Repeat the entries exactly, and do not carry the pictures over.
[[ Listed records, beginning ]]
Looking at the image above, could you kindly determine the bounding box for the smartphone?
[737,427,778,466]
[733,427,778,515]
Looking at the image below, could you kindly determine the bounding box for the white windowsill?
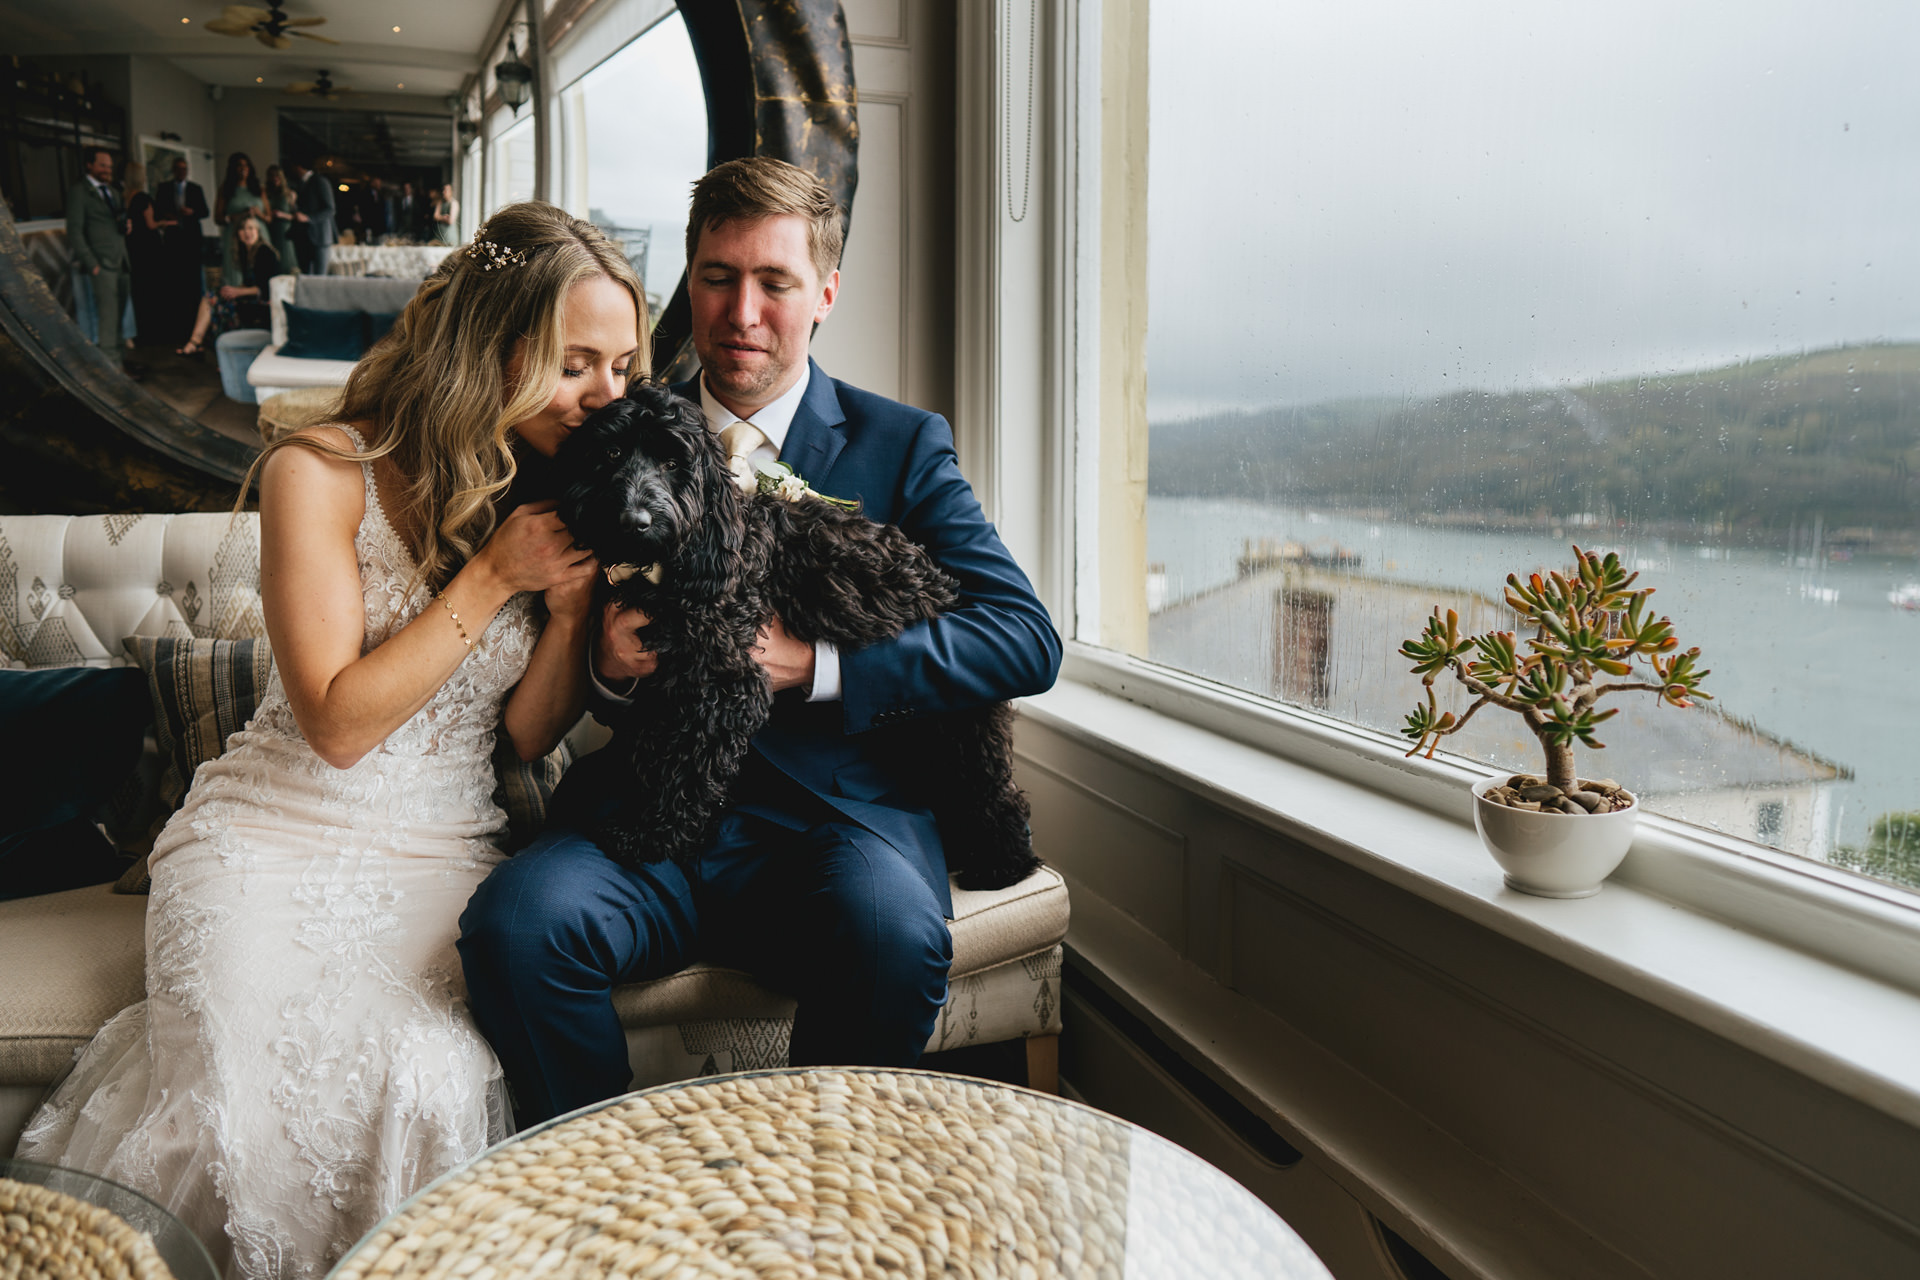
[1022,644,1920,1129]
[[ Listed records, end ]]
Written solution:
Looking at the image above, could you kindly determine the bounding box for the smartphone?
[737,427,778,466]
[733,427,778,515]
Looking at the image below, could you kindly determine the bounding box for the white windowsill?
[1022,644,1920,1129]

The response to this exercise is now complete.